## Tasks and exercises
(1) In the comment thread on bars turning away 18- and 19-year-olds, what does Seamonkey Madness suggest an 18-year-old should do if every bar in town bans under-20s?
(2) Extend the comment thread on bars turning away 18- and 19-year-olds, picking up after its final line.

## Page excerpt
───

This doesnt really make sense - the analogy is obviously flawed. BUT I see what you're saying, and personally, I wouldn't mind going to a club where the youngest person in there is 20. That would suit me fine. In fact, it might even make more money for the business, and I know ACT is all for making more money. But what if this ability to make money comes at the expense of worsening the problem of youth drinking, whereby ACT campaigns to keep the drinking age low, and then supports the right of publicans to keep young people out of their pubs, forcing young people to source alcohol from an off-licence, and obviously consume alcohol unsupervised.

Obviously 1 bar choosing to stop 18-19 year olds in will not have this effect in total, but what if it catches on? If it is a business decision for one club, and it sticks, won't it be a logical business decision for another club, and another?

Seamonkey Madness said...

"Obviously 1 bar choosing to stop 18-19 year olds in will not have this effect in total, but what if it catches on? If it is a business decision for one club, and it sticks, won't it be a logical business decision for another club, and another?"

Which brings me back to my argument. If all the bars in a town decide to ban under 20's (for whatever reason they may choose), then why doesn't an 18 year-old scream 'Enough is enough!' and open up their own bar for 18 & 19 year-olds?

And also
"forcing young people to source alcohol from an off-licence, and obviously consume alcohol unsupervised"

Yes, we are forcing young people to drink. WTF!? Tom, am I forcing you to drink through some subliminal telepathic thought direct to your brain? Is that why you choose to drink - because I force you?

Going one step further in the 'what if-bars-do-not-serve-under'20s-then-they-are-going-to-have-to-drink-unsupervised' argument.
WHERE ARE THE PARENTS?

Martli said...

If the trend catches on then I imagine it would open up a huge market for pubs that serve 18 and 19 year olds. There is no doubt that 18 and 19 year olds spend a lot of money on alcohol - any smart person can see this and take advantage of it.

I think we both agree that this sort of discrimination is wrong. The difference being you see it neccesary to tell everyone it's wrong and hence they're not allowed to do it (and I suppose by law they may not be), while I acknowledge that it's wrong, but support the right of people to chose what happens on their own property. In my opinion, there is no difference between a black person being denied entry and an 18 or 19 year old being denied entry, apart from the fact that an 18 or 19 will eventually grow out of it (this obviously doesn't make it any better). But what it boils down to however is the rights of the property owner to choose who comes onto their property. In my opinion, if a person doesn't want a black person on their property based on their race then they should be entitlted to make this choice, they're just a dickhead if they do. I can't imagine that in this day and age many people would hold high opinions of a racist bar-owner. I don't believe in forcing my own morals onto other people.

If a group of mormons comes to your door wishing to come in and speak to you about their faith, are you obliged to let them in? Is it discrimination on the basis of religion if you (politely) tell them to fuck off?

Heine said...

Tom... what gave you the idea that ACT was all about the money?

───

Entries from a pointing dataset:
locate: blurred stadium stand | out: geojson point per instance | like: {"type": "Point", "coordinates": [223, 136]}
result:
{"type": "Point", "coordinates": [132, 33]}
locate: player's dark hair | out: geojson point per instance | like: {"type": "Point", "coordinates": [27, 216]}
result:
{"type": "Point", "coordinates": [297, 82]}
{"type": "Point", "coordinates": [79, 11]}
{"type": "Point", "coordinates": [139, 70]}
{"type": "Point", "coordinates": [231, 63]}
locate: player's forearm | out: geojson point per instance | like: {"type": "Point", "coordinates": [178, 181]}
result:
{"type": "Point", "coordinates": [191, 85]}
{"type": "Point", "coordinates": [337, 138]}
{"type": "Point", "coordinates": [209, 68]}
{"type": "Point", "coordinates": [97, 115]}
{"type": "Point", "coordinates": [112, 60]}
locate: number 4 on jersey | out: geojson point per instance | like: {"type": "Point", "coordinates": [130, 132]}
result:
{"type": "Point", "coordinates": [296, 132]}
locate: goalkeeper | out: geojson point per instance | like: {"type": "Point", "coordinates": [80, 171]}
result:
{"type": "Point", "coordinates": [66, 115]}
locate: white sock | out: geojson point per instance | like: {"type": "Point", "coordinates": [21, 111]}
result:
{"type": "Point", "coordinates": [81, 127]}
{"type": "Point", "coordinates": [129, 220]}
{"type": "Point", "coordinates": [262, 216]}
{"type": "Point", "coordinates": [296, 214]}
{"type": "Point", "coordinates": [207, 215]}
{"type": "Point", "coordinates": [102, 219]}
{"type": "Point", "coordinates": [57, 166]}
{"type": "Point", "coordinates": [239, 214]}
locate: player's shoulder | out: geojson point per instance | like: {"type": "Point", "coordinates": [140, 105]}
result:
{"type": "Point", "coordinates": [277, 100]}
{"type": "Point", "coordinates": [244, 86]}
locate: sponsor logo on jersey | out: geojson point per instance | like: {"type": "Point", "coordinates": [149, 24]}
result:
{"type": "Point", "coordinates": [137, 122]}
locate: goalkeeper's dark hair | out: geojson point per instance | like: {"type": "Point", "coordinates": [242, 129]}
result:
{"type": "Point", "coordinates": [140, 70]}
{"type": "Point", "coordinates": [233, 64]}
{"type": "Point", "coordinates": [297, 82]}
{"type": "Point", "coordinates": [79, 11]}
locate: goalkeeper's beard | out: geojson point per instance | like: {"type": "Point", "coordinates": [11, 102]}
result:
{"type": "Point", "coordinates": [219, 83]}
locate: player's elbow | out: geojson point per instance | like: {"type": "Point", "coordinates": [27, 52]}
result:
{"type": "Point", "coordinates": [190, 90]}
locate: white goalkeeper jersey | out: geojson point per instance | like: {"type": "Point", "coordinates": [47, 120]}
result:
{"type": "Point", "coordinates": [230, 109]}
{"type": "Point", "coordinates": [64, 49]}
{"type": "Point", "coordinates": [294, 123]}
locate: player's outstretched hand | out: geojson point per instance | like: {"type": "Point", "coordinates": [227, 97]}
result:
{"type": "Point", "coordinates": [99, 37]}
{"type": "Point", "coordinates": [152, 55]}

───

## Answer list
(1) Open their own bar for 18- and 19-year-olds.

(2)
That is as stupid as me saying the Greens are just there to hug as many trees as they can. If your your political arguments are that sound then why even bother to get out of bed everyday?

SMM, the left don't think about the role of parents because they believe Govt knows best, that Govt can do a better job than parents and so on.

Tom Joad said...

and therein, monkey, is the problem with your whole argument. You go on about 'choice' and 'personal responsibility' to the point that you (and i mean you, collectively, like-minded) will wash your hands of problems that need addressing.

Are you denying that we have a problem with a youth drinking culture? I hope not. WE're not alone, as a country, but its patently obvious that underage drinking is a problem. In fact, drinking of most ages is a problem, but it is a particular type of problem amongst young people.

So, when I say we are 'forcing' young people to drink in a certain environment, i'm taking into account a little thing called 'present day reality.' THat is, young people are drinking, LEGALLY, thanks in part to your party (at least you might claim it so.) So you have supported their right to CHOOSE to drink, and now you are saying nobody is FORCING them to drink, despite the reality that they ARE drinking and that this IS causing a terrible problem. A problem, which, I am sure, we have all come into contact with.

Yes, the parents shoulder blame. So do the kiddies. So does effective advertising. But pointing the blame finger is clearly not the solution, and neither is your philosophical argument for letting bar-owners dictate the terms of engagement, and campainging for the liberty to drink at 18, yet refusing to acknowledge or address the problem beyond 'nobody should be forced to do anything.'

Intriguing.

But fair points, Martli.

Tom Joad said...

''SMM, the left don't think about the role of parents because they believe Govt knows best, that Govt can do a better job than parents and so on.''

Heine, you have to be kidding me. Mine was a lame dig, in amongst an argument, which you didnt address. And this is your response? A rambling, obviously ridiculous smear?

I get out of bed each day because I can only spend so long with your mother.

Heine said...

Well you're right about the lame bit. My mother thought the same :)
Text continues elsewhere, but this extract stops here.